▶ _ISTRUZIONE DATA 1_:
Riscrivi per intero e senza modifiche l'estratto su Remothered: Broken Porcelain.

▶ _ESTRATTO_:
== == ==
Com’è lecito attendersi, la colonna portante di una produzione “adventurous” è l’intreccio narrativo. Remothered: Broken Porcelain, in questo senso, nasconde all’interno della sua offerta ludica una ben studiata ed intrigante trama, come detto ricolma di oscurità e disperazione, ma anche di temi riguardanti la psiche umana, la natura dell’uomo con il suo buio e la sua luce, il senso stesso dell’esistenza e la classica lotta per la sopravvivenza.

In generale, l’intreccio si rivelerà pregevole e con un buon mordente, caratterizzato anche da diversi salti temporali che, un pezzo alla volta, comporranno la “cornice a mosaico” che intrappola gli eventi reali (o irreali, dipende dal punto di vista) che ci si pareranno innanzi.

Una storia che, costellata anche di personaggi sufficientemente caratterizzati, in linea di massima, riuscirà a tenerci saldamente incollati allo schermo della nostra piattaforma (nel caso di questa recensione, il Pc) seppur la durata dell’esperienza è di circa 5 ore.

NASCONDERSI, CORRERE E… NASCONDERSI ANCORA

Da un punto di vista più squisitamente ludico-meccanico, Remothered: Broken Porcelain potrebbe essere riassunto in una corta sequenza di parole: correre, nascondersi, esplorare. Nella tradizione dei survival horror inaugurata, compiutamente, da Amnesia anni fa, la nostra ribelle eroina dovrà vedersela con delle orribili entità assetate di sangue, gli stalker, che, come suggerisce il nome, le staranno dietro come dei segugi infernali, cercando di appropriarsi della giovane vita di Jennifer.
== == ==
▶ _RECORD ESTRATTI_:
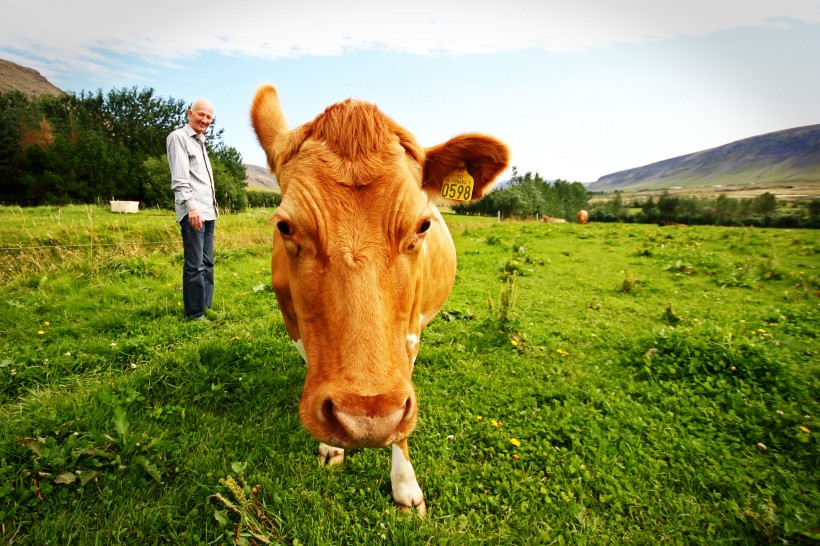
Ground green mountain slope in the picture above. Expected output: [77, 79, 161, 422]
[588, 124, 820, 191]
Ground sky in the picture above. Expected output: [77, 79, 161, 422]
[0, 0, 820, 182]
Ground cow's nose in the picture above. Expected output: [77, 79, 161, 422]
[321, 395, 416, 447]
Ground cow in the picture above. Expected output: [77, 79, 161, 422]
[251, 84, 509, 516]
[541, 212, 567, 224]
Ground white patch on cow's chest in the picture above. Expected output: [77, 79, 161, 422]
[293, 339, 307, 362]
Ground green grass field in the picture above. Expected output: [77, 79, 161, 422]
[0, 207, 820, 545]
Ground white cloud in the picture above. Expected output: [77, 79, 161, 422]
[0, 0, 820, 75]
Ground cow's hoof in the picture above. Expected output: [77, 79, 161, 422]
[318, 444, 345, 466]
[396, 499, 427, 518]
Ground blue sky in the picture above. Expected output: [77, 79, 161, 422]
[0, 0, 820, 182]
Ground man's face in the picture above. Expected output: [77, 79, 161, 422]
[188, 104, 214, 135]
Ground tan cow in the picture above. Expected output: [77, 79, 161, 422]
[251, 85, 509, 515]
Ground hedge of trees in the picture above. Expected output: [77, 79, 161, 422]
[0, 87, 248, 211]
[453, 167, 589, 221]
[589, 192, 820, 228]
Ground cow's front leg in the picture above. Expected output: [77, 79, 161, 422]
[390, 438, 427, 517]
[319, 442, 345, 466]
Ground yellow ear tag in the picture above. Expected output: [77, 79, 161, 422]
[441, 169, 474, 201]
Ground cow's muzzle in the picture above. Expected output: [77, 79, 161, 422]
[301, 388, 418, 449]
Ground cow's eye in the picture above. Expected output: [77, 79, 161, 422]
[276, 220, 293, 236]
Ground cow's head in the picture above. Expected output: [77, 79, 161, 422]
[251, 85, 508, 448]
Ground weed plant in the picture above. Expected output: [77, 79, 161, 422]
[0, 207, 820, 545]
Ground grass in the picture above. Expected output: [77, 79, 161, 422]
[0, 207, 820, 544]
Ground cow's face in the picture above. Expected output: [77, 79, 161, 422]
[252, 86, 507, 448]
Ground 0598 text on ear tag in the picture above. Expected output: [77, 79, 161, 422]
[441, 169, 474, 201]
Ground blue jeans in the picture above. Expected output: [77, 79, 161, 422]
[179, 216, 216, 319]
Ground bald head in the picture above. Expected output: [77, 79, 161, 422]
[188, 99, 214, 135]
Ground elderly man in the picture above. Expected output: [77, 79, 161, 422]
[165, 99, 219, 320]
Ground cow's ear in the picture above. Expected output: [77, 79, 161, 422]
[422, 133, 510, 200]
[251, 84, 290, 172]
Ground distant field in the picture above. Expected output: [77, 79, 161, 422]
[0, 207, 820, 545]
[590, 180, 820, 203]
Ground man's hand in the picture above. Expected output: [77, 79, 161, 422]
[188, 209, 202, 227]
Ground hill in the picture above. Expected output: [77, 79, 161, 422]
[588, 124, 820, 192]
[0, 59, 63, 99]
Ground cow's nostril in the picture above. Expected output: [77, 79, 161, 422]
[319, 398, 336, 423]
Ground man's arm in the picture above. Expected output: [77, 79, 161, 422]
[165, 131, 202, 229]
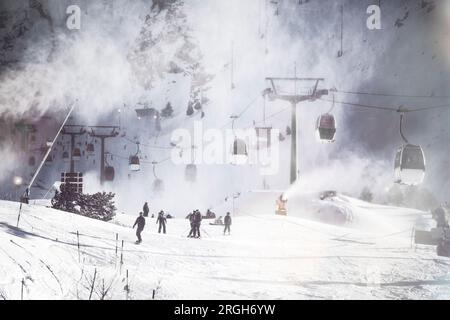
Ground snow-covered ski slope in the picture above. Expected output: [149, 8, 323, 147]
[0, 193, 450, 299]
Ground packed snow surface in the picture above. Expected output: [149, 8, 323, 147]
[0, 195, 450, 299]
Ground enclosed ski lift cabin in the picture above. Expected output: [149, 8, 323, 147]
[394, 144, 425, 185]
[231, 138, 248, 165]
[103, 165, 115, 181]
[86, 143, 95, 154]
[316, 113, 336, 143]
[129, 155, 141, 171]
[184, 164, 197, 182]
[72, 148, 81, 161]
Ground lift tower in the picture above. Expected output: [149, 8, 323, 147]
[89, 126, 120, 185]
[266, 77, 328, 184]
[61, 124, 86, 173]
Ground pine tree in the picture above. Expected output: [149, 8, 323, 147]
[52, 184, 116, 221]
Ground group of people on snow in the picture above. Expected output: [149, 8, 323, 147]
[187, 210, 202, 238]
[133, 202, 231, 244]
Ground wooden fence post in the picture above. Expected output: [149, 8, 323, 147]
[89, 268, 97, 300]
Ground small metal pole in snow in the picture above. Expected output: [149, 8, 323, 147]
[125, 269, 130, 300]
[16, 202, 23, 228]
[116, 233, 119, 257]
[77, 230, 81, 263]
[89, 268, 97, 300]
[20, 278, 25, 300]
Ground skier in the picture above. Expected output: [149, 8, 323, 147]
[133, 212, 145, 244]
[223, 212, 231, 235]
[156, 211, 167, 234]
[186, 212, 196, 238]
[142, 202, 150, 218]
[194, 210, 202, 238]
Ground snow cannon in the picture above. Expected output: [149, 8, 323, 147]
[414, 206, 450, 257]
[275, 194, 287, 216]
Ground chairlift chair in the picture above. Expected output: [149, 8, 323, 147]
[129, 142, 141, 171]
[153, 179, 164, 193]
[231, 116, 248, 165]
== == ==
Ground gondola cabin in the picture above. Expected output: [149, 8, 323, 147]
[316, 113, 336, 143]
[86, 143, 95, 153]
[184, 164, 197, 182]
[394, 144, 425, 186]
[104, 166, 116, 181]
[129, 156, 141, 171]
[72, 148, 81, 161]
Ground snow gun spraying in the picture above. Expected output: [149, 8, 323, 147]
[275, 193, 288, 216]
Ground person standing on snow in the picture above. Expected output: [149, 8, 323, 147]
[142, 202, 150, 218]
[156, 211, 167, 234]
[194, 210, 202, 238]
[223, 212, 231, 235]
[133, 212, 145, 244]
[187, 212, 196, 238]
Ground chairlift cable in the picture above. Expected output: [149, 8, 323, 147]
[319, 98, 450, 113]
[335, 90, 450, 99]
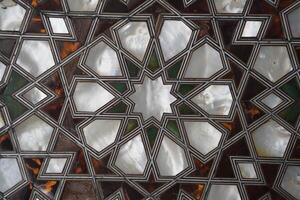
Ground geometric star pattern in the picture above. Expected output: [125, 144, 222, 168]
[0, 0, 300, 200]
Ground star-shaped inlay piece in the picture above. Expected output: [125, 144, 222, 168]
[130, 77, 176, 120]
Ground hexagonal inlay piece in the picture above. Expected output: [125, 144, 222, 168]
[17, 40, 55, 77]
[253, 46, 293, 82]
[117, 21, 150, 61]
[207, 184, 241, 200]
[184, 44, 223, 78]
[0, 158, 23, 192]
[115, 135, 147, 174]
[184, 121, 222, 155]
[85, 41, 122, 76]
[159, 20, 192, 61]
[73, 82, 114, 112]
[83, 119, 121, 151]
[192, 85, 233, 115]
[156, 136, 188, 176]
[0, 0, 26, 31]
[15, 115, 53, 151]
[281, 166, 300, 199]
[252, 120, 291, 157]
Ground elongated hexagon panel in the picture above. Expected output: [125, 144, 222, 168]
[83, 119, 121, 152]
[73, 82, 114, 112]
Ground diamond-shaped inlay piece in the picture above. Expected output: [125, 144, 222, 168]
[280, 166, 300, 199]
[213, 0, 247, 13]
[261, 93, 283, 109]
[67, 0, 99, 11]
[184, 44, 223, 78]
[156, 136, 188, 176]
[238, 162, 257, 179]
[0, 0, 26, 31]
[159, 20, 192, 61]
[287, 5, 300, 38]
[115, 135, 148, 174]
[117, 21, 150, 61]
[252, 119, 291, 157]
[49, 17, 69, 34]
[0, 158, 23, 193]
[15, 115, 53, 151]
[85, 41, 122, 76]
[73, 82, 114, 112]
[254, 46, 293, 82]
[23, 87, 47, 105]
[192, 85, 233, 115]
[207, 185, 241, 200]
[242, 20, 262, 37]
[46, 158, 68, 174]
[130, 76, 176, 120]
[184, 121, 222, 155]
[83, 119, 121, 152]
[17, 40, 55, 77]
== == ==
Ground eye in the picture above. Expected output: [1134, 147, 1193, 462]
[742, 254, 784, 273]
== == ==
▶ _ISTRUZIONE DATA 2_:
Trasforma in una tabella Markdown le righe dei record, cominciando da quella che contiene "Ground man's arm" e fermandoti dopo quella che contiene "[0, 195, 450, 299]". Usa le colonne Nr, con il numero progressivo, e Contenuto, con la riga; salta le righe vuote e lascia fuori le immagini.

▶ _RISPOSTA CORRETTA 1_:
Com’è lecito attendersi, la colonna portante di una produzione “adventurous” è l’intreccio narrativo. Remothered: Broken Porcelain, in questo senso, nasconde all’interno della sua offerta ludica una ben studiata ed intrigante trama, come detto ricolma di oscurità e disperazione, ma anche di temi riguardanti la psiche umana, la natura dell’uomo con il suo buio e la sua luce, il senso stesso dell’esistenza e la classica lotta per la sopravvivenza.

In generale, l’intreccio si rivelerà pregevole e con un buon mordente, caratterizzato anche da diversi salti temporali che, un pezzo alla volta, comporranno la “cornice a mosaico” che intrappola gli eventi reali (o irreali, dipende dal punto di vista) che ci si pareranno innanzi.

Una storia che, costellata anche di personaggi sufficientemente caratterizzati, in linea di massima, riuscirà a tenerci saldamente incollati allo schermo della nostra piattaforma (nel caso di questa recensione, il Pc) seppur la durata dell’esperienza è di circa 5 ore.

NASCONDERSI, CORRERE E… NASCONDERSI ANCORA

Da un punto di vista più squisitamente ludico-meccanico, Remothered: Broken Porcelain potrebbe essere riassunto in una corta sequenza di parole: correre, nascondersi, esplorare. Nella tradizione dei survival horror inaugurata, compiutamente, da Amnesia anni fa, la nostra ribelle eroina dovrà vedersela con delle orribili entità assetate di sangue, gli stalker, che, come suggerisce il nome, le staranno dietro come dei segugi infernali, cercando di appropriarsi della giovane vita di Jennifer.

▶ _RISPOSTA CORRETTA 2_:
| Nr | Contenuto |
|---|---|
| 1 | Ground man's arm in the picture above. Expected output: [77, 79, 161, 422] |
| 2 | [165, 131, 202, 229] |
| 3 | Ground snow-covered ski slope in the picture above. Expected output: [149, 8, 323, 147] |
| 4 | [0, 193, 450, 299] |
| 5 | Ground packed snow surface in the picture above. Expected output: [149, 8, 323, 147] |
| 6 | [0, 195, 450, 299] |